* _The request_
Rewrite the lines from the one containing "3, row 317." through the one containing "Category: tail light", changing "tail light" to "brake light" and keeping everything else the same. Return only those lines.

* _Source data_
────────────────────
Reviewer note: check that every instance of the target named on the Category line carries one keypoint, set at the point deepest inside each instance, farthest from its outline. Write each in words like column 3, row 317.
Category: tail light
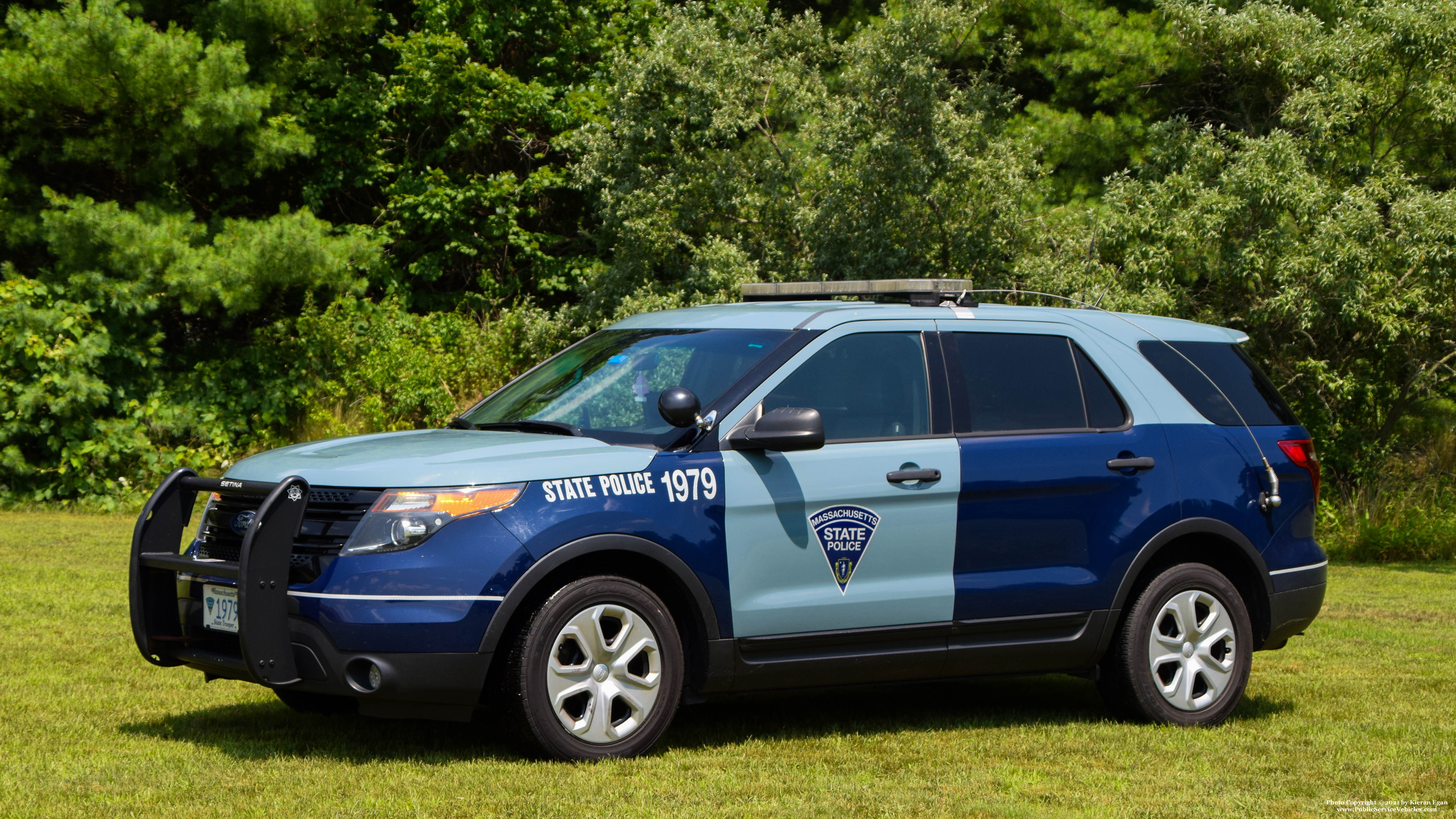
────────────────────
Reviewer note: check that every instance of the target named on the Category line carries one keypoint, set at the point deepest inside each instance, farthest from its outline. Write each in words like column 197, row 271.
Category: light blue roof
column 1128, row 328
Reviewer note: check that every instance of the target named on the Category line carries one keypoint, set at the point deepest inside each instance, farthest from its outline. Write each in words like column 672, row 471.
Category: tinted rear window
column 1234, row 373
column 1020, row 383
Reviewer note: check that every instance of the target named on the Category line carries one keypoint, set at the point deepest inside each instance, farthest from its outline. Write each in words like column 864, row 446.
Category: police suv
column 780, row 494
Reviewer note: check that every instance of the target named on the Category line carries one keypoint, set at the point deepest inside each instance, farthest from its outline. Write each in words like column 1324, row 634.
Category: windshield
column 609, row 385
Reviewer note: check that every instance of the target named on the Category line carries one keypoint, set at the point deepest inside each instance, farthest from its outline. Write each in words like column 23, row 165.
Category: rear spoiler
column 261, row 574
────────────────────
* _The response_
Reviewer note: check that every instance of the target named on the Category line carries one keypoint, set at the point deepest inside each instance, farthest from its outline. Write each in words like column 3, row 317.
Category: brake light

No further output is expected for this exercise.